Looking at the scoring summary, you can see that it took a long while for Cal to break this 27-3 victory wide open:
1st 09:05 CAL - Jackson, DeSean 56 yd pass from Levy, Steve (Schneider, Tom kick blockd), 5-88 2:04, CAL 6 - STAN 0
2nd 09:54 STAN - Sgroi, Michael 37 yd field goal, 9-28 3:52, CAL 6 - STAN 3
3rd 09:33 CAL - Forsett, Justin 21 yd run (Schneider, Tom kick), 7-71 2:34, CAL 13 - STAN 3
4th 07:14 CAL - Lynch, Marshawn 3 yd run (Schneider, Tom kick), 6-77 2:17, CAL 20 - STAN 3
03:31 CAL - Stevens, Craig 14 yd pass from Williams, T. (Schneider, Tom kick), 5-43 2:27, CAL 27 - STAN 3
It was just 6-3 at half and 13-3 at the end of the 3rd quarter. Still easily failable situations for even the most optimistic Cal fan. It was not until Marshawn scored a TD on 3 of his 123 yards on the day with 7 minutes left in the game that Cal fans could start to breath easy. Then, the cherry on top:
C 1-10 S43 CALIFORNIA drive start at 05:58 (4th).
C 1-10 S43 Lynch, Marshawn rush for 4 yards to the STAN39 (Schimmelmann, K).
C 2-6 S39 Lynch, Marshawn rush for 22 yards to the STAN17, 1ST DOWN CAL
C 1-10 S17 Forsett, Justin rush for loss of 3 yards to the STAN20 (Udofia,
C 2-13 S20 Storer, Byron rush for 6 yards to the STAN14 (Sanchez, Nick).
C 3-7 S14 Timeout California, clock 03:37.
C 3-7 S14 Williams, T. pass complete to Stevens, Craig for 14 yards to the STAN0,
1ST DOWN CAL, TOUCHDOWN, clock 03:31.
Schneider, Tom kick attempt good.
Cal runs the ball right down Stanfraud's throat and then pulls out the razzle dazzle for a halfback option from Terrell Williams (Mr. Baylor TD himself). It's good to Craig Stevens (whose younger brother is apparently now playing on the team)! The 2005 Cal team combined bone crushing defense with just enough offense thanks to a resurgent running game and one delightfully New Jersey athlete.

------------------------------------------------------------------------

STATED EXERCISE 1
Copy the rows word for word, starting with the line that contains "Annotation task: tag one point per instance of the wooden" and going on through the last row.

[Dataset rows about where objects are located]

------------------------------------------------------------------------

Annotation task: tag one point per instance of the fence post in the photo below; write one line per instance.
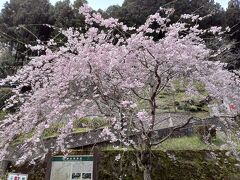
(96, 158)
(48, 160)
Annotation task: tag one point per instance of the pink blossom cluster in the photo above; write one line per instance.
(95, 75)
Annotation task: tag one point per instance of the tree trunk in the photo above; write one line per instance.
(147, 174)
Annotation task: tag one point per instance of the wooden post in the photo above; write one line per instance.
(4, 167)
(96, 158)
(48, 160)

------------------------------------------------------------------------

STATED EXERCISE 2
According to the game recap, what was the score at halftime?

EXPECTED OUTPUT 1
Annotation task: tag one point per instance of the wooden post in the photo above; write one line per instance.
(4, 167)
(96, 158)
(48, 160)

EXPECTED OUTPUT 2
6-3